→ **WHAT IS BEING ASKED**
Count the lines in the records below that contain the string "background". Reply with only that number.

━━━━━━

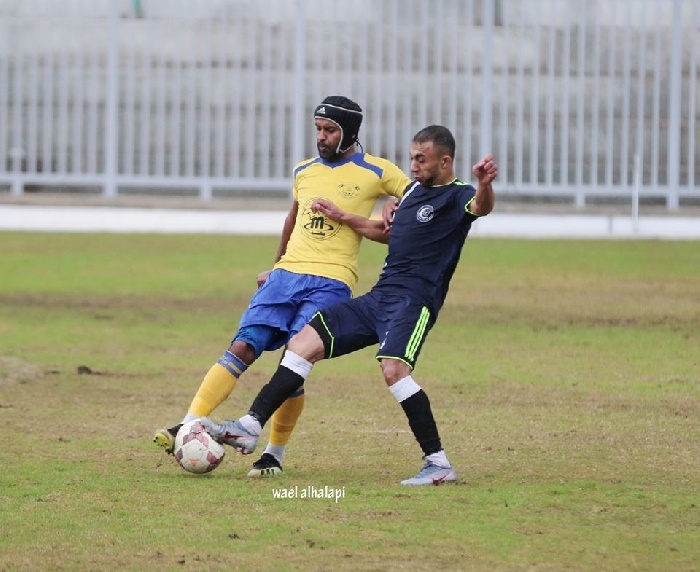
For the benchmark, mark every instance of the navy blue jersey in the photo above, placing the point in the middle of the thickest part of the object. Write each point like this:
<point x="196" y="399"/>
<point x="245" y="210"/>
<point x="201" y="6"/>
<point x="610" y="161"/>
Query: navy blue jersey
<point x="426" y="240"/>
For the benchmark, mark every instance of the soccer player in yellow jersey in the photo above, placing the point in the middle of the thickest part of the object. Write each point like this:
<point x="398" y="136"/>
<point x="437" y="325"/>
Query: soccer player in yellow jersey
<point x="316" y="266"/>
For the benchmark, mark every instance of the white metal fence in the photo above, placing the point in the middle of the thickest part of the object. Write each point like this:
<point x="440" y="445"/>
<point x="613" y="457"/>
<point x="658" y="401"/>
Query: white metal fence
<point x="576" y="98"/>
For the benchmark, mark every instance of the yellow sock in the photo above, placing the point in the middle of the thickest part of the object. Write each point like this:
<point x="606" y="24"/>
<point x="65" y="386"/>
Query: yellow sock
<point x="216" y="386"/>
<point x="285" y="419"/>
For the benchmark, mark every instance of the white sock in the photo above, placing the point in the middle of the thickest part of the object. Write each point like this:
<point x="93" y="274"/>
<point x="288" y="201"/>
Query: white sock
<point x="404" y="388"/>
<point x="251" y="424"/>
<point x="439" y="459"/>
<point x="277" y="451"/>
<point x="296" y="363"/>
<point x="189" y="417"/>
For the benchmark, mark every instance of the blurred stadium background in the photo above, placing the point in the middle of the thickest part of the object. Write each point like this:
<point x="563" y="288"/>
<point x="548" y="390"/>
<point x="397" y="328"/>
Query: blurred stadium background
<point x="583" y="102"/>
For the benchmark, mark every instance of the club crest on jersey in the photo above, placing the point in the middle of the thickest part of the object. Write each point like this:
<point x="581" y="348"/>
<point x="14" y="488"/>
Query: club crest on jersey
<point x="348" y="190"/>
<point x="425" y="213"/>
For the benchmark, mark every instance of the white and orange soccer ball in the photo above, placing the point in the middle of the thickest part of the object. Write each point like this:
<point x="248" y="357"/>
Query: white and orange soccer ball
<point x="195" y="450"/>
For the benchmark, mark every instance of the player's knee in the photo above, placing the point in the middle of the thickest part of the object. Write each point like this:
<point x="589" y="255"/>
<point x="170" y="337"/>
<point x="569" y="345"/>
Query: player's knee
<point x="394" y="370"/>
<point x="308" y="344"/>
<point x="244" y="351"/>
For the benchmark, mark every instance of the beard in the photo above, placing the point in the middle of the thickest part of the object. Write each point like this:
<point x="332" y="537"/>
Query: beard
<point x="327" y="153"/>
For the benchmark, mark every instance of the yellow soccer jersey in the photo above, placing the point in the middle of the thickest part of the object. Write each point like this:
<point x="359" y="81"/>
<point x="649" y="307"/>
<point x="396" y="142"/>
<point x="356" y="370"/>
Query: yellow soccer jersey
<point x="323" y="247"/>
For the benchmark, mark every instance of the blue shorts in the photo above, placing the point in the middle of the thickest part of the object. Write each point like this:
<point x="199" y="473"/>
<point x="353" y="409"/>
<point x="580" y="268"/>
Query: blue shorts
<point x="283" y="305"/>
<point x="397" y="323"/>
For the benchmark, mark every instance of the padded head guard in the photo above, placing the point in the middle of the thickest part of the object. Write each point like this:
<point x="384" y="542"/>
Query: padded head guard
<point x="346" y="114"/>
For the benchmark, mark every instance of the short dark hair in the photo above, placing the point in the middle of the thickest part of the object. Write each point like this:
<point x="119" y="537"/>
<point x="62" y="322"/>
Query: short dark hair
<point x="439" y="136"/>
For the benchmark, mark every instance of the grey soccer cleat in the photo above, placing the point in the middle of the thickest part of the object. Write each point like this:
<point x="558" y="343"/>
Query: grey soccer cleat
<point x="432" y="474"/>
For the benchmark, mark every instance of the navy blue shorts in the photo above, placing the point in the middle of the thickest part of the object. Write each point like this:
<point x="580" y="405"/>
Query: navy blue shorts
<point x="397" y="323"/>
<point x="283" y="305"/>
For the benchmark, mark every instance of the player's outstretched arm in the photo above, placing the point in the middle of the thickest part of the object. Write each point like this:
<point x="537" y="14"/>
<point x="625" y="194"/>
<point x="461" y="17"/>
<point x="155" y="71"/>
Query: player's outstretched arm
<point x="369" y="228"/>
<point x="485" y="172"/>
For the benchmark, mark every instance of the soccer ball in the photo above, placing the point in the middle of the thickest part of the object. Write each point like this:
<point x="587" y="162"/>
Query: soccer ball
<point x="195" y="450"/>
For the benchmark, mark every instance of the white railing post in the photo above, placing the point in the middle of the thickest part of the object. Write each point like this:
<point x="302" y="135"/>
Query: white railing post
<point x="674" y="110"/>
<point x="109" y="189"/>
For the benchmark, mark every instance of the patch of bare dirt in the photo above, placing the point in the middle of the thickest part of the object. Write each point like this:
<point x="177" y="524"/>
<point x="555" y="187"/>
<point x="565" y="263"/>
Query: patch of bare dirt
<point x="14" y="370"/>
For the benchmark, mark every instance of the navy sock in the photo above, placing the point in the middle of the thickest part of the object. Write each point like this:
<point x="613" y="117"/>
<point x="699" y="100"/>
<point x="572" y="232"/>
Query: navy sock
<point x="422" y="422"/>
<point x="274" y="393"/>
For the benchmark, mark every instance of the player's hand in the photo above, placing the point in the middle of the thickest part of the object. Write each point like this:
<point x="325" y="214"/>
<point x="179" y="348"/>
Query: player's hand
<point x="388" y="210"/>
<point x="328" y="209"/>
<point x="485" y="170"/>
<point x="262" y="277"/>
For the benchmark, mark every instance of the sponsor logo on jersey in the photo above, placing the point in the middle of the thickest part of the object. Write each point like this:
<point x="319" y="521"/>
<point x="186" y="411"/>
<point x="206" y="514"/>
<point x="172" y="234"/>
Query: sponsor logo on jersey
<point x="316" y="225"/>
<point x="425" y="213"/>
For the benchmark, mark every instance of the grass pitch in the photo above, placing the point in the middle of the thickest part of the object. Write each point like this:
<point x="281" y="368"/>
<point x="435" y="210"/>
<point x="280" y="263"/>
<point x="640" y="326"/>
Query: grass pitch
<point x="564" y="375"/>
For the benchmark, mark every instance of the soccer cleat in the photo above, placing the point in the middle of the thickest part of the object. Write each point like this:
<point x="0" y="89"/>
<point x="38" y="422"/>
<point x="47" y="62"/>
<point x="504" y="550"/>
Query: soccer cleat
<point x="165" y="438"/>
<point x="266" y="466"/>
<point x="231" y="433"/>
<point x="432" y="474"/>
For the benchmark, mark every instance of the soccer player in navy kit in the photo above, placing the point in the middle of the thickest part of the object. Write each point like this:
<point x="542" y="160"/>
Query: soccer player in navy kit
<point x="428" y="232"/>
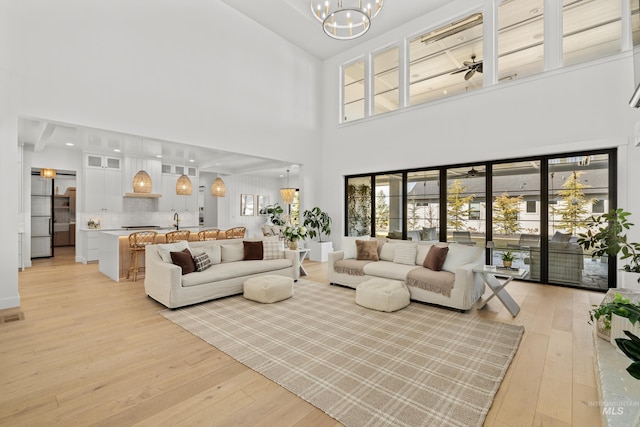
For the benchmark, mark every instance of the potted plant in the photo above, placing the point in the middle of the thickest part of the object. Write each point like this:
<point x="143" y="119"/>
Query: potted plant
<point x="605" y="236"/>
<point x="507" y="258"/>
<point x="293" y="233"/>
<point x="318" y="223"/>
<point x="614" y="316"/>
<point x="275" y="214"/>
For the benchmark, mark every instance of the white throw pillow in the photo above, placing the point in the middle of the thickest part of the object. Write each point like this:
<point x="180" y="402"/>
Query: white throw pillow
<point x="232" y="253"/>
<point x="405" y="253"/>
<point x="165" y="249"/>
<point x="349" y="245"/>
<point x="388" y="251"/>
<point x="273" y="249"/>
<point x="421" y="252"/>
<point x="460" y="255"/>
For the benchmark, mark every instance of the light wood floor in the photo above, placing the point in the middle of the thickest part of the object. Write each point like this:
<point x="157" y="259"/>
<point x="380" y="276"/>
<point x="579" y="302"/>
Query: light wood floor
<point x="90" y="351"/>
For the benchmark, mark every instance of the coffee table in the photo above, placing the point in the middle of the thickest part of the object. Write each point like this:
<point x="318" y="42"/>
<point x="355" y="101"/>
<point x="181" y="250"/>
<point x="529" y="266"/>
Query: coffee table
<point x="490" y="274"/>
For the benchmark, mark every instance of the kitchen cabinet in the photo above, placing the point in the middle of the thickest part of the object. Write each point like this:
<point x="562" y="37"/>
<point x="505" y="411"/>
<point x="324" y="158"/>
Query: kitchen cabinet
<point x="103" y="190"/>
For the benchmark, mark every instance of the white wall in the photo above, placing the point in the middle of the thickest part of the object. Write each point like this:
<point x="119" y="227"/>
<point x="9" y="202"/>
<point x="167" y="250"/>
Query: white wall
<point x="196" y="72"/>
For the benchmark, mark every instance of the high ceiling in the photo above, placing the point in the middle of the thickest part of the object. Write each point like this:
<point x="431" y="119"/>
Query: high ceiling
<point x="293" y="20"/>
<point x="37" y="135"/>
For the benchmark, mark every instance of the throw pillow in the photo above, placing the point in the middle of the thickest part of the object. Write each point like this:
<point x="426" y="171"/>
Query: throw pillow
<point x="165" y="249"/>
<point x="405" y="254"/>
<point x="184" y="260"/>
<point x="232" y="253"/>
<point x="252" y="250"/>
<point x="436" y="257"/>
<point x="367" y="250"/>
<point x="202" y="261"/>
<point x="273" y="249"/>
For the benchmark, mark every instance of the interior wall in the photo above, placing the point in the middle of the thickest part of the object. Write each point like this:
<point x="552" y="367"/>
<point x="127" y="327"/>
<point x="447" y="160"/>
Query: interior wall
<point x="577" y="108"/>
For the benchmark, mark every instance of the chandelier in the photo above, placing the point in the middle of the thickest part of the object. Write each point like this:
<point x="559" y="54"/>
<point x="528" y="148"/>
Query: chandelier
<point x="287" y="193"/>
<point x="345" y="19"/>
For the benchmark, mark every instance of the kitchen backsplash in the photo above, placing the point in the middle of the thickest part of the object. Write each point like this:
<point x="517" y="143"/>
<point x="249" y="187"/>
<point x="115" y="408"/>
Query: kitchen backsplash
<point x="123" y="219"/>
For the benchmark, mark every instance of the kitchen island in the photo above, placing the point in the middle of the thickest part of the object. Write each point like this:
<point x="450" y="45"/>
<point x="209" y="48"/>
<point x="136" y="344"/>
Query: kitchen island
<point x="113" y="249"/>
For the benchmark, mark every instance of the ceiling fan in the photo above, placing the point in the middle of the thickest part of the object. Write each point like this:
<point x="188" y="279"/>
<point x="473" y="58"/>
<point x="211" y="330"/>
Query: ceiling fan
<point x="470" y="67"/>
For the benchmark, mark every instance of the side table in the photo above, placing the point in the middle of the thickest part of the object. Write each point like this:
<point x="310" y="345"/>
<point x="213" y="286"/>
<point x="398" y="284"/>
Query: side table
<point x="302" y="254"/>
<point x="490" y="276"/>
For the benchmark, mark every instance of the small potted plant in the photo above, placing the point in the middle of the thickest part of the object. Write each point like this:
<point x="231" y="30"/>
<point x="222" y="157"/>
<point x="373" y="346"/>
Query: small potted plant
<point x="274" y="213"/>
<point x="293" y="233"/>
<point x="318" y="222"/>
<point x="605" y="237"/>
<point x="507" y="258"/>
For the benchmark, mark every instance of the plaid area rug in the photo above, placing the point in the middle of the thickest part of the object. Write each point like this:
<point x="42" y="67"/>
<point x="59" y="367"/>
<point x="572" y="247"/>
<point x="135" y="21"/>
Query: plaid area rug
<point x="420" y="366"/>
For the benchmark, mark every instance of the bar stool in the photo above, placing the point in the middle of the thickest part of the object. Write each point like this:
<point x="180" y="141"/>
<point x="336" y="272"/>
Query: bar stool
<point x="174" y="236"/>
<point x="137" y="243"/>
<point x="209" y="234"/>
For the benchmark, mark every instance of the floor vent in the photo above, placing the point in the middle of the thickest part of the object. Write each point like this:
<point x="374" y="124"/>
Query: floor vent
<point x="13" y="317"/>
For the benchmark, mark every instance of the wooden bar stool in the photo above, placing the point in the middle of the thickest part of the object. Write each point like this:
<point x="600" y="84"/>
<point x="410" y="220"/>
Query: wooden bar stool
<point x="174" y="236"/>
<point x="137" y="243"/>
<point x="209" y="234"/>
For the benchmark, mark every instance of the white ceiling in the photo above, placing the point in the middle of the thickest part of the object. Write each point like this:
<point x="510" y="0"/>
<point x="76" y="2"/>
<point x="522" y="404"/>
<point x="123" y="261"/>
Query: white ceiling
<point x="36" y="135"/>
<point x="293" y="20"/>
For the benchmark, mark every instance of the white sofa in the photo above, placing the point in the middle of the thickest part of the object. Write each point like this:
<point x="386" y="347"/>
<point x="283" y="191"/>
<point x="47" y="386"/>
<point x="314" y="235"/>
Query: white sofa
<point x="458" y="267"/>
<point x="165" y="283"/>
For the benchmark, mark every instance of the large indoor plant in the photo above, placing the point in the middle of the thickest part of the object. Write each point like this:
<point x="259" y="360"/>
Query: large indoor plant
<point x="606" y="236"/>
<point x="318" y="223"/>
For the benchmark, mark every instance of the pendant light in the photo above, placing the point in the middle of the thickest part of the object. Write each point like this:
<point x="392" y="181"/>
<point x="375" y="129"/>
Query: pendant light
<point x="142" y="182"/>
<point x="48" y="173"/>
<point x="287" y="193"/>
<point x="218" y="188"/>
<point x="183" y="186"/>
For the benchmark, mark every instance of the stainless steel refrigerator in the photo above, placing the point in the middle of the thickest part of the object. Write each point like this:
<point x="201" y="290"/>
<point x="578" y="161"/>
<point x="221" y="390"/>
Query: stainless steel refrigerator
<point x="41" y="217"/>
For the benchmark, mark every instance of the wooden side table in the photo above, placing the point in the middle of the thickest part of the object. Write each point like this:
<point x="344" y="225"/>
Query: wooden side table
<point x="490" y="274"/>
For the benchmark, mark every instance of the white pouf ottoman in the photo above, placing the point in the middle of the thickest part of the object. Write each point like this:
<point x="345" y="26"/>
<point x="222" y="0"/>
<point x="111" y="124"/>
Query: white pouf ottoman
<point x="268" y="289"/>
<point x="383" y="294"/>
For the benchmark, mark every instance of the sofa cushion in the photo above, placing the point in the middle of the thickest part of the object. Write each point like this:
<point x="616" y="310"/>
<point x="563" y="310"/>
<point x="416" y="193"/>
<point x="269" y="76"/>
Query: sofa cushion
<point x="165" y="249"/>
<point x="436" y="257"/>
<point x="367" y="250"/>
<point x="252" y="250"/>
<point x="231" y="270"/>
<point x="405" y="253"/>
<point x="387" y="252"/>
<point x="388" y="270"/>
<point x="273" y="249"/>
<point x="349" y="245"/>
<point x="184" y="260"/>
<point x="460" y="255"/>
<point x="232" y="252"/>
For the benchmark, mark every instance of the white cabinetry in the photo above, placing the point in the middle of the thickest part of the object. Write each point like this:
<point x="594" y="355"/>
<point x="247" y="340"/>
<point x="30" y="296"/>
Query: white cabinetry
<point x="102" y="184"/>
<point x="172" y="202"/>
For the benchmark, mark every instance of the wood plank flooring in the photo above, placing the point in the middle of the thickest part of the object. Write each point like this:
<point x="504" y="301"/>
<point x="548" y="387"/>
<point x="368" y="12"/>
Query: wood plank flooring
<point x="90" y="351"/>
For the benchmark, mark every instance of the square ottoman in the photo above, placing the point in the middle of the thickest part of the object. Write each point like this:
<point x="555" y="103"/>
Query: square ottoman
<point x="268" y="289"/>
<point x="383" y="294"/>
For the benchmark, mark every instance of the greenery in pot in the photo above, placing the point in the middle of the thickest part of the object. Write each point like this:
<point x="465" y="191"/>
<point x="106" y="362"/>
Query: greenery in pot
<point x="623" y="307"/>
<point x="318" y="221"/>
<point x="605" y="236"/>
<point x="275" y="213"/>
<point x="631" y="348"/>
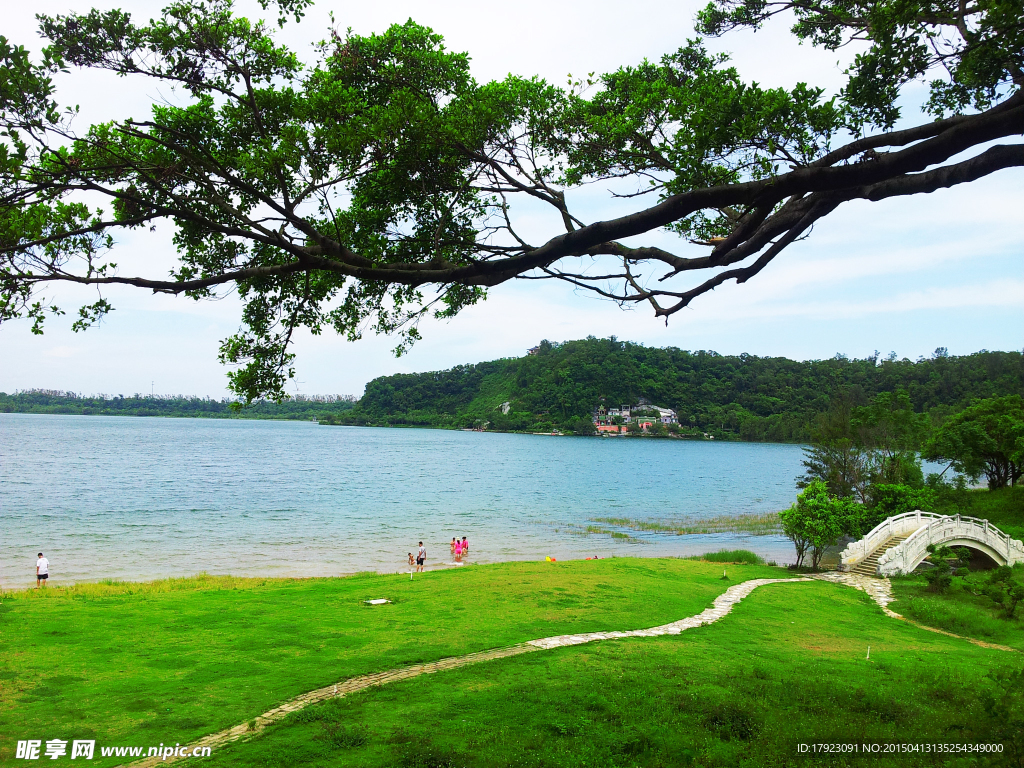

━━━━━━

→ **ANSWER TO THE TASK**
2